Source records
= = = = = = =

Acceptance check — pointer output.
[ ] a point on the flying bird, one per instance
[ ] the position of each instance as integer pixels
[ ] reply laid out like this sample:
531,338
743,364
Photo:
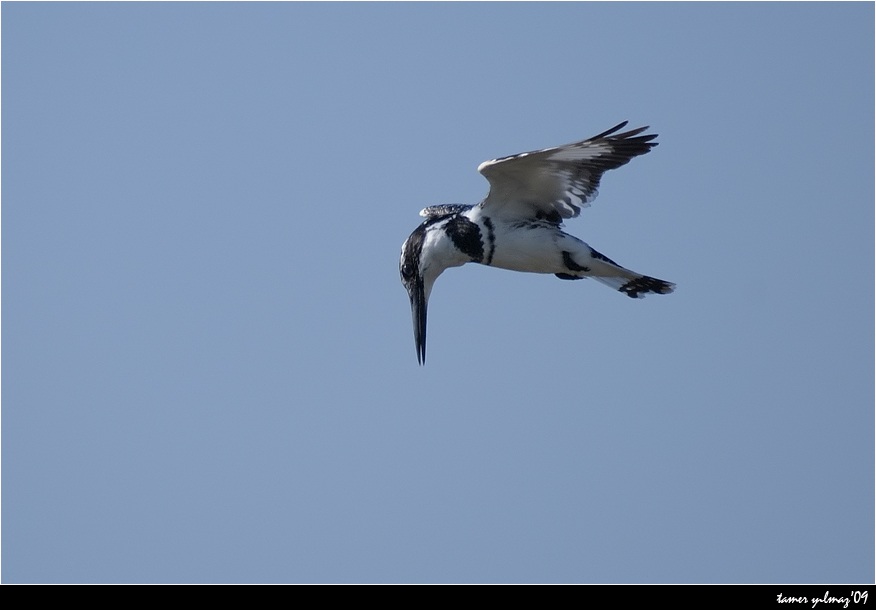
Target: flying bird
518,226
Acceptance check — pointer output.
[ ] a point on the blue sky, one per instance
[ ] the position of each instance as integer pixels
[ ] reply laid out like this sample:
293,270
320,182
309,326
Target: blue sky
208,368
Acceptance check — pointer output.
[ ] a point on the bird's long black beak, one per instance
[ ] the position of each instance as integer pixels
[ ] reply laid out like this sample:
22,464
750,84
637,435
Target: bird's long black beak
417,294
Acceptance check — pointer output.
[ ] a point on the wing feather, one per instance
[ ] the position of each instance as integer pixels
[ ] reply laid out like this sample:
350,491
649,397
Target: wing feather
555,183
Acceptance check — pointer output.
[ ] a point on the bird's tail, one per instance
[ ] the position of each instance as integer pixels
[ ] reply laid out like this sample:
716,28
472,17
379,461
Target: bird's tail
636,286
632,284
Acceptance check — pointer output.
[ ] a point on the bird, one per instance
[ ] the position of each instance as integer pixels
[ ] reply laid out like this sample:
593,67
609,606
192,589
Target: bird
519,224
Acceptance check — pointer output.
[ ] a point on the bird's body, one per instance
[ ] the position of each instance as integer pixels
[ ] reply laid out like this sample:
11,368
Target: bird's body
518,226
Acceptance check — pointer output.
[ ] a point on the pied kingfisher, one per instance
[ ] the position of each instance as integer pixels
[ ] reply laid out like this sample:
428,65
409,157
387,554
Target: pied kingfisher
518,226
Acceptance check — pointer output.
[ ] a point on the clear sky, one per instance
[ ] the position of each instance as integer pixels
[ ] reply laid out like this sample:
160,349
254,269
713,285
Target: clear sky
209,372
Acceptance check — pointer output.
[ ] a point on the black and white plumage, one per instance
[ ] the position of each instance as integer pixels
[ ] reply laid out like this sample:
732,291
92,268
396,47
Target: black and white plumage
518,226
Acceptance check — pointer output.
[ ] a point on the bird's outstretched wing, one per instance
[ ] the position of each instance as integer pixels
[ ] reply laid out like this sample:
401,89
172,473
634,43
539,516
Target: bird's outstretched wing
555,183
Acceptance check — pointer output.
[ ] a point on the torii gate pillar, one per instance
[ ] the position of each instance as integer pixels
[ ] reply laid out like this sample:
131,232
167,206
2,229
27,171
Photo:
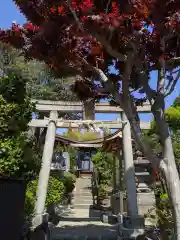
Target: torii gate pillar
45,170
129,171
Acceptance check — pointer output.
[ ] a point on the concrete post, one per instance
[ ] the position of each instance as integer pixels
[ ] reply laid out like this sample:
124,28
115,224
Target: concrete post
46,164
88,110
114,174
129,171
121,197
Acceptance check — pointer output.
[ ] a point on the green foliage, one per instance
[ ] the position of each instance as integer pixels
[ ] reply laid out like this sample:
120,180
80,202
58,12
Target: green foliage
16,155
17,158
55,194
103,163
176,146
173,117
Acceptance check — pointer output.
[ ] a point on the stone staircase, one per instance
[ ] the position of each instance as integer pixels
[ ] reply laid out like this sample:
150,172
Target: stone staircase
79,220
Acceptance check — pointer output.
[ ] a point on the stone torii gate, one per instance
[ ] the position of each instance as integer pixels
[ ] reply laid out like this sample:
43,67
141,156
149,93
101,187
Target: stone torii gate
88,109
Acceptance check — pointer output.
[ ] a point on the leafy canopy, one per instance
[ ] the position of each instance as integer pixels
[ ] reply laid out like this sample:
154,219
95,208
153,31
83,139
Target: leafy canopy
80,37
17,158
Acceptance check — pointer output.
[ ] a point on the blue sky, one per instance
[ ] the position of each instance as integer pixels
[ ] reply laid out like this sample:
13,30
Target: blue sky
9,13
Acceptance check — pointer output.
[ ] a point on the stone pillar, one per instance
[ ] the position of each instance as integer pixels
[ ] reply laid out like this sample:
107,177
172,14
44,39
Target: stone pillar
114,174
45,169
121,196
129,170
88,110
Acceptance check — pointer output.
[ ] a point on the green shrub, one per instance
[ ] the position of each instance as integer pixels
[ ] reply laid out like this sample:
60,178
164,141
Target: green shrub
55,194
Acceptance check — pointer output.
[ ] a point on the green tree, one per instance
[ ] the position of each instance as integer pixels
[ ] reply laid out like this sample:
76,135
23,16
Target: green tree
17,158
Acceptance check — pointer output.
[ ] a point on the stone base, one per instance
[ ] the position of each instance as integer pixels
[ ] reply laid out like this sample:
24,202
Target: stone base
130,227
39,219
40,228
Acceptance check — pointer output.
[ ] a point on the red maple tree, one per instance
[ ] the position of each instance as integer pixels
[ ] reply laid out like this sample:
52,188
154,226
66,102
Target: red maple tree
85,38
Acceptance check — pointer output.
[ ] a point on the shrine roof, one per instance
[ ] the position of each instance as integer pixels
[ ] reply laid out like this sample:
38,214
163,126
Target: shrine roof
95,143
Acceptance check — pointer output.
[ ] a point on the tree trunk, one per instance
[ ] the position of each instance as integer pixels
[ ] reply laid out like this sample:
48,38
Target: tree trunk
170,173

= = = = = = =

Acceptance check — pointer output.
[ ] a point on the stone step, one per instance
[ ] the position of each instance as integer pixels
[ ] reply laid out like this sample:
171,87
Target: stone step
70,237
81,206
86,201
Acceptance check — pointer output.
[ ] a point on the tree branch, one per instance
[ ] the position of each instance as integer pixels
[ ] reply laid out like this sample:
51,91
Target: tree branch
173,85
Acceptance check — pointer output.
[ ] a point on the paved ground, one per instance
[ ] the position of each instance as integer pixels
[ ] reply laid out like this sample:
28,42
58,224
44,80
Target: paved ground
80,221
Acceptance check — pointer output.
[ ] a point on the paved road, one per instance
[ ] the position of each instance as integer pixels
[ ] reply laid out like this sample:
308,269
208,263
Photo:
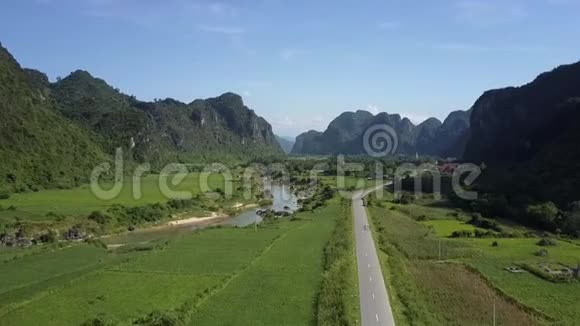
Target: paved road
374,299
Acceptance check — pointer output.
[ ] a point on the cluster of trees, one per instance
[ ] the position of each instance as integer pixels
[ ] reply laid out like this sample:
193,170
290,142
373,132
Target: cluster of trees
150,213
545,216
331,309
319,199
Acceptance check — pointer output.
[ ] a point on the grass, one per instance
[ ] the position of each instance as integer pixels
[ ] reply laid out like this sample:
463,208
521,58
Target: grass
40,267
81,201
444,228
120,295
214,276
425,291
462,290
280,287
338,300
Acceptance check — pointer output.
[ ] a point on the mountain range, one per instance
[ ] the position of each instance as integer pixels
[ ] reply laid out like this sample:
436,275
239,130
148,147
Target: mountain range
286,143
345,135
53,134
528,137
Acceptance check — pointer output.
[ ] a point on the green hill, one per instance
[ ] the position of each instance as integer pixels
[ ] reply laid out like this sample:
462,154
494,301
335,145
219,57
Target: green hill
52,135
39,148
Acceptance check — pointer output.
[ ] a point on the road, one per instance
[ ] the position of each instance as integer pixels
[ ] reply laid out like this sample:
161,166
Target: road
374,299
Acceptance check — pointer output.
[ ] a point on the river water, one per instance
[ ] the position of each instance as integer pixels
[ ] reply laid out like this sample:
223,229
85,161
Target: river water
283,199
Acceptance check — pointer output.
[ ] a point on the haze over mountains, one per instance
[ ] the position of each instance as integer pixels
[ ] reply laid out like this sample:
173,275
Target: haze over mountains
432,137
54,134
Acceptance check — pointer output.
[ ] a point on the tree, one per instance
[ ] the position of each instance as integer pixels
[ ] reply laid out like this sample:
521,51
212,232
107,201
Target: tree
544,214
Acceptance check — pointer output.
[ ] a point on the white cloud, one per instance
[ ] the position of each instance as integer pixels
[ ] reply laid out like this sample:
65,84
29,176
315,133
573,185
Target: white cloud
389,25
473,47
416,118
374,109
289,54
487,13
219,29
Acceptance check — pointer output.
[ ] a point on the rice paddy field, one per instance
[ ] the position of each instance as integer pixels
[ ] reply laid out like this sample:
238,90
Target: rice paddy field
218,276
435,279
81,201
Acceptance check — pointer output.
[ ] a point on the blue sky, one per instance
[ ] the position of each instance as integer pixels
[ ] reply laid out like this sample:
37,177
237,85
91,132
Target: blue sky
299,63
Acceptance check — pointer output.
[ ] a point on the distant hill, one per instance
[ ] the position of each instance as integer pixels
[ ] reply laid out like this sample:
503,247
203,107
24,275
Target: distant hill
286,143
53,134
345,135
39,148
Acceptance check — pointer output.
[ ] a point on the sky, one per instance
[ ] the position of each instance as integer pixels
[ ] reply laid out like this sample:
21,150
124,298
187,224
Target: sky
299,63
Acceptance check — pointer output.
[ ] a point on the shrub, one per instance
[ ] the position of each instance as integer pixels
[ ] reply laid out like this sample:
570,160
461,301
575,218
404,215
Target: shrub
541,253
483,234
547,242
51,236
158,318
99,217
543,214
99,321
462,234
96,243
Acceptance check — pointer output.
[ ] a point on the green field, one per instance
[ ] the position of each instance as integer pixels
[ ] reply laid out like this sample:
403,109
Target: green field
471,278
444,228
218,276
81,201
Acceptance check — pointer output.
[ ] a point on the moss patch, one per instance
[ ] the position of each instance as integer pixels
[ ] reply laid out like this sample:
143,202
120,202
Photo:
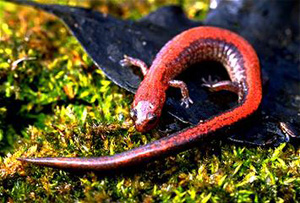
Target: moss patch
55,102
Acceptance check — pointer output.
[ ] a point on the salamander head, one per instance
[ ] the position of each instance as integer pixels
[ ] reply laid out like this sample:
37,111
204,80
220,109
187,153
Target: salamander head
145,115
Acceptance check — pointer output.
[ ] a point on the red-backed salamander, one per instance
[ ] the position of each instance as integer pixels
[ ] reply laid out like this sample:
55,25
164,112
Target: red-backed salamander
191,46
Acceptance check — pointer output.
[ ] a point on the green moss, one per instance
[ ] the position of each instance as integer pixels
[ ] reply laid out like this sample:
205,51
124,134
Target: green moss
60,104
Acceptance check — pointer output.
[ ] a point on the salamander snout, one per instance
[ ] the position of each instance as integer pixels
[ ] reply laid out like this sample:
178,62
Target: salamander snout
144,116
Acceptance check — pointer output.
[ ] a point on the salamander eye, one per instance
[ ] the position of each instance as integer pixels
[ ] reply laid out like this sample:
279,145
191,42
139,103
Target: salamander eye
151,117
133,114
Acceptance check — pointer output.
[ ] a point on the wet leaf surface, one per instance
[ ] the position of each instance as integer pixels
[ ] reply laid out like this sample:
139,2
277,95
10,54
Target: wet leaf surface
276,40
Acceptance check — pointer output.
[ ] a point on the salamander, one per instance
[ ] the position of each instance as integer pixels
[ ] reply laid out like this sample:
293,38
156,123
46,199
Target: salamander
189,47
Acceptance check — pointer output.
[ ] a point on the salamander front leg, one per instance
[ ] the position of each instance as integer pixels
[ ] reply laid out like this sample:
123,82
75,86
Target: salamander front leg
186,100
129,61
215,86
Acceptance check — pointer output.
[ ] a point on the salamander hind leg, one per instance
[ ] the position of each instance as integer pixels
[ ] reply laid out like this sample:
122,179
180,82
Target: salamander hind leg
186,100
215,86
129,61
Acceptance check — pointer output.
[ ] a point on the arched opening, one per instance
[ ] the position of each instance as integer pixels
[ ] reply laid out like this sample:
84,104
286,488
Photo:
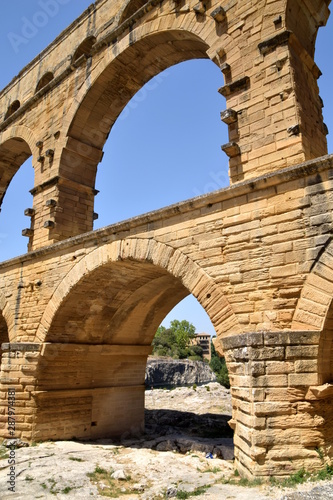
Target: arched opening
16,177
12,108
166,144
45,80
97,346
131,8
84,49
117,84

= = = = = = =

▶ [Exercise objective]: Which lines of the entries above contain the word "body"? Select and copy each of those lines, treating the match as case-sensitive.

▶ [In response]:
[ ] a point on the bird's body, one per instance
Target: bird's body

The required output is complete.